Re: BUG #17255: Server crashes in index_delete_sort_cmp() due to race condition with vacuum

From: Peter Geoghegan <pg(at)bowt(dot)ie>
To: Andres Freund <andres(at)anarazel(dot)de>
Cc: Dmitry Dolgov <9erthalion6(at)gmail(dot)com>, Alexander Lakhin <exclusion(at)gmail(dot)com>, Matthias van de Meent <boekewurm+postgres(at)gmail(dot)com>, PostgreSQL mailing lists <pgsql-bugs(at)lists(dot)postgresql(dot)org>
Subject: Re: BUG #17255: Server crashes in index_delete_sort_cmp() due to race condition with vacuum
Date: 2021-11-12 21:11:54
Message-ID: CAH2-WzmNk6V6tqzuuabxoxM8HJRaWU6h12toaS-bqYcLiht16A@mail.gmail.com
Views: Raw Message | Whole Thread | Download mbox | Resend email
Thread:
Lists: pgsql-bugs

On Thu, Nov 11, 2021 at 9:46 PM Peter Geoghegan <pg(at)bowt(dot)ie> wrote:
> I wonder if we're approaching this business with "RECENTLY_DEAD can be
> upgraded to DEAD" in entirely the wrong way. Why not just not do that
> at all anymore, on the off chance that it's unsafe? Why even take a
> small chance? Our decision has to work at the level of the whole
> entire HOT chain, and it seems to me that we should make that as
> simple as possible.

Attached revision does it that way.

WORK TO DO
(A) According to the subject line of the mailing list message, in which function does the server crash?
(B) Rewrite the mailing list message from "On Thu, Nov" to "simple as possible.", substituting "update chain" for "HOT chain".
(C) Pick up the mailing list message after its final sentence and keep writing.
The data after this point has no connection to the mailing list message.

DATA EXCERPT
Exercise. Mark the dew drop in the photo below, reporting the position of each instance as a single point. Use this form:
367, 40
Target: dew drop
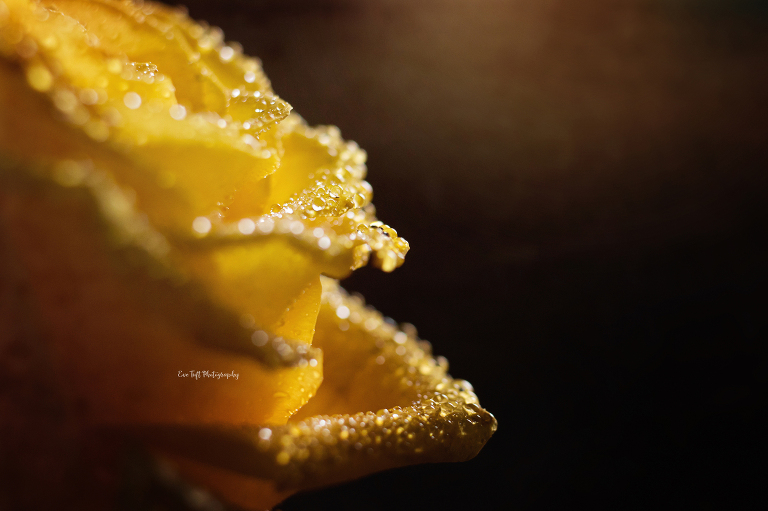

THE ANSWERS
(A) index_delete_sort_cmp()

(B)
On Thu, Nov 11, 2021 at 9:46 PM Peter Geoghegan <pg(at)bowt(dot)ie> wrote:
> I wonder if we're approaching this business with "RECENTLY_DEAD can be
> upgraded to DEAD" in entirely the wrong way. Why not just not do that
> at all anymore, on the off chance that it's unsafe? Why even take a
> small chance? Our decision has to work at the level of the whole
> entire update chain, and it seems to me that we should make that as
> simple as possible.

(C)
It also addresses the separate issue of DEAD vs RECENTLY_DEAD
disconnected tuples -- that was the other unresolved question. This
revision takes a harder line on the state of disconnected heap-only
tuples. Andres said that he doesn't know for sure that disconnected
heap-only tuples cannot be DELETE/INSERT_IN_PROGRESS -- "I'm not
actually sure the Assert is unreachable. I can imagine cases where
we'd see e.g. DELETE/INSERT_IN_PROGRESS due to a concurrent
subtransaction abort or such". But I don't see how that's possible. In
fact, I don't even see how it's possible for these items to be
RECENTLY_DEAD -- I think that they must always be DEAD (or we're in
big trouble anyway).

These are not just any heap-only tuples. They're heap-only tuples that
cannot possibly be accessed from a HOT chain. And so it's just
physically impossible for them to be returned by index scans -- this
is a certainty. How could they not be DEAD, in every possible sense?
How could they not come from an aborted transaction, specifically?

Naturally, I also went through the exercise of trying to find a
counterexample, where pruning doesn't see a disconnected tuple as DEAD
in its HTSV. I could not get the assertion to fail with Alexander's
test case, nor with make check-world. If the assertion did fail, then
I imagine that that would have to be due to a problem elsewhere -- it
couldn't be a problem with the "disconnected heap-only tuples must
already be DEAD to HTSV" assumption itself. That is one of the few
things about this patch that *isn't* complicated.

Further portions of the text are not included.